Exercise: Copy the entries exactly. Leave nothing out and add nothing.
[Information shown Boundary: Start]
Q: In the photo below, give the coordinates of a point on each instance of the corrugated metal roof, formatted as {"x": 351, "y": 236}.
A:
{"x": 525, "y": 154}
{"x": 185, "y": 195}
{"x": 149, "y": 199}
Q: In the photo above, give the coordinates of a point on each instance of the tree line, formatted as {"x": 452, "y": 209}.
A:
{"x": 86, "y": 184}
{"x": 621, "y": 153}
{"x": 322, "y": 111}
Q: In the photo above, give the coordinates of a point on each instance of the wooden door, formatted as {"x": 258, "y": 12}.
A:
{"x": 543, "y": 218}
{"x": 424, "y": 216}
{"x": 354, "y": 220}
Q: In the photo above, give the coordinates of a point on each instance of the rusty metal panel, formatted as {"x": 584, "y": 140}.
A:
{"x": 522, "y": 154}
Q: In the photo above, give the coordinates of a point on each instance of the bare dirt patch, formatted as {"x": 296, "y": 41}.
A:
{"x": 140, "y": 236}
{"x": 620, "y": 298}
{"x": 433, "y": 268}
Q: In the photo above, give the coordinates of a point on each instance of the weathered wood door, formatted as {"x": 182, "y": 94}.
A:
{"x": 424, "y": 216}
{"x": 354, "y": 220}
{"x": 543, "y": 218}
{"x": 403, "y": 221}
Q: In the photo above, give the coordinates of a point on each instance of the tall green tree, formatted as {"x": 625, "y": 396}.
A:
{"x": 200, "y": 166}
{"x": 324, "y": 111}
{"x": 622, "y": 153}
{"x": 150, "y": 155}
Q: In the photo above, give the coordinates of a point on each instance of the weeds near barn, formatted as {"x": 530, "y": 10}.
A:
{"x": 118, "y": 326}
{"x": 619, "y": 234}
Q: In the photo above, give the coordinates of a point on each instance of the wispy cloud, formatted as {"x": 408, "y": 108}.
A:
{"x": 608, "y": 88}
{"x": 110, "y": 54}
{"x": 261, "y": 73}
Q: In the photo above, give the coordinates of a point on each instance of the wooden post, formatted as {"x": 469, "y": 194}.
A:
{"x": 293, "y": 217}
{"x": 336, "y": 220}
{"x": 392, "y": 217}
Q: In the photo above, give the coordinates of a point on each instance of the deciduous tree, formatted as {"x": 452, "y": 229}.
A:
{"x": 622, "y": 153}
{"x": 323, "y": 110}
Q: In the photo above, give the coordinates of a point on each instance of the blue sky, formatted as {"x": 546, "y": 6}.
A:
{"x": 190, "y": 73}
[Information shown Boundary: End]
Exercise response:
Q: In the photo below, give the coordinates of a point on each instance of the corrugated metal roof, formatted as {"x": 351, "y": 236}.
A:
{"x": 525, "y": 154}
{"x": 185, "y": 195}
{"x": 149, "y": 199}
Q: In the photo above, give the coordinates of a point on each instance of the tree line, formatted as {"x": 452, "y": 209}.
A:
{"x": 86, "y": 184}
{"x": 621, "y": 153}
{"x": 322, "y": 111}
Q: In the photo above, give the coordinates of a point on each instance of the wooden door, formatted as {"x": 258, "y": 12}.
A:
{"x": 543, "y": 218}
{"x": 424, "y": 216}
{"x": 354, "y": 220}
Q: In the photo above, give the coordinates of a point on each instance of the rusty metal panel, formatted as {"x": 584, "y": 140}.
A:
{"x": 522, "y": 154}
Q: In the photo above, give the coordinates of a point on each instance of the bare dirt patch, formatted as {"x": 296, "y": 41}.
A:
{"x": 140, "y": 236}
{"x": 620, "y": 298}
{"x": 433, "y": 268}
Q: In the photo above, give the coordinates of a point on each instance of the weathered wood door, formatted as {"x": 182, "y": 94}.
A:
{"x": 424, "y": 216}
{"x": 354, "y": 220}
{"x": 543, "y": 218}
{"x": 403, "y": 221}
Q: In the photo above, give the coordinates of a point on each instance of the tall green tree, formatted as {"x": 625, "y": 396}.
A:
{"x": 200, "y": 166}
{"x": 324, "y": 111}
{"x": 622, "y": 153}
{"x": 150, "y": 155}
Q: In the photo above, give the coordinates of a point on each instance of the weeds near barn, formatted as {"x": 530, "y": 10}.
A:
{"x": 118, "y": 326}
{"x": 619, "y": 234}
Q: In the photo above, give the coordinates of a point on each instance of the wispy cloud, formatted as {"x": 408, "y": 108}.
A:
{"x": 608, "y": 88}
{"x": 110, "y": 54}
{"x": 261, "y": 73}
Q: In the photo above, give the coordinates of a point on each instance of the wooden post, formatted as {"x": 469, "y": 194}.
A:
{"x": 293, "y": 217}
{"x": 336, "y": 220}
{"x": 392, "y": 217}
Q: In the photo above, give the coordinates of a point on each instance of the deciduous tree, formatted as {"x": 452, "y": 229}.
A:
{"x": 622, "y": 153}
{"x": 323, "y": 110}
Q: In the photo above, give the coordinates of a point on each instance of the blue sky, formatted as {"x": 546, "y": 6}.
A:
{"x": 190, "y": 73}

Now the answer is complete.